Page text:

When the singer Enrique Campos left Ricardo Tanturi’s orchestra, the bandleader began auditioning a large number of candidates. Tanturi was looking for voices with personality and for that reason he chose Ribó. As part of a contest proposed by the sponsor of the radio program where Tanturi performed, listeners suggested the stage name for the newly joined singer. That's how the pseudonym "Osvaldo Ribó" came about.

On 27 August 1946, Ribó made his recording debut with the Victor label alongside Ricardo Tanturi's orchestra, recording the tango Sombras by Pracánico and Servetto, and on the reverse side, Una lágrima by Verona and Cárdenas. From that moment on, he became Tanturi's singer, sharing vocal duties with Roberto Videla and taking the place left in the orchestra by the Uruguayan singer Enrique Campos. Alma de bohemio, Remembranza, Vagabundo, and Ana Lucía were some of the works that defined his four years with Tanturi.

Ribó's first recording was a duet with Roberto Videla on 16 August 1946, the waltz Amores de estudiante, having recorded 14 tracks with Tanturi. His greatest success was, and continues to be, the tango Papel picado, by Cátulo Castillo and José González Castillo.

From 1954, Ribó worked with Lorenzo Barbero's orchestra, with whom he recorded two tangos: Noche de locura (July 23, 1954) and No quiero verte llorar (May 20, 1955).

In 1960, Ribó worked with bandoneon player Ángel Domínguez. That same year, he recorded Aquel nocturno with the orchestra of Héctor Gondre, the bandoneonist of Ricardo Tanturi.

Afterwards, Ribó joined Mariano Mores’s orchestra, with whom he had "a bad experience," according to his own words. He also performed on television.

Ribó continued performing, always as a soloist, in various venues, recording some tracks. In 1978, accompanied by the important tango guitarist Roberto Grela and his guitarists, he recorded four tracks. Later, there was a series of recordings he disowned, only released on cassette—eight tracks with the orchestra directed by Ricardo Martínez in 1987.

In his last work, recorded in 1999 and released by Héctor Lucci, he recorded twelve tracks accompanied by the guitars of Hugo Rivas and the four tracks recorded with Roberto Grela in 1978 were reissued.

On 14 May 2008, a tribute was held for him at the traditional Café Tortoni, in Buenos Aires.

Work item: Copy everything in the text on Osvaldo Ribó from "From 1954, Ribó" down to "Martínez in 1987.", swapping "soloist" for "solo artist".

Dataset excerpts:

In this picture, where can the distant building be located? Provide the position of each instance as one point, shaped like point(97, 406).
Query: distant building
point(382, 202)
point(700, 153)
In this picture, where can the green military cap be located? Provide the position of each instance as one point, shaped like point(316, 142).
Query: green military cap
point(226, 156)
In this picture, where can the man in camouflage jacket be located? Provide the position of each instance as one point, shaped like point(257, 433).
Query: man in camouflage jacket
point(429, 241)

Exercise output:
From 1954, Ribó worked with Lorenzo Barbero's orchestra, with whom he recorded two tangos: Noche de locura (July 23, 1954) and No quiero verte llorar (May 20, 1955).

In 1960, Ribó worked with bandoneon player Ángel Domínguez. That same year, he recorded Aquel nocturno with the orchestra of Héctor Gondre, the bandoneonist of Ricardo Tanturi.

Afterwards, Ribó joined Mariano Mores’s orchestra, with whom he had "a bad experience," according to his own words. He also performed on television.

Ribó continued performing, always as a solo artist, in various venues, recording some tracks. In 1978, accompanied by the important tango guitarist Roberto Grela and his guitarists, he recorded four tracks. Later, there was a series of recordings he disowned, only released on cassette—eight tracks with the orchestra directed by Ricardo Martínez in 1987.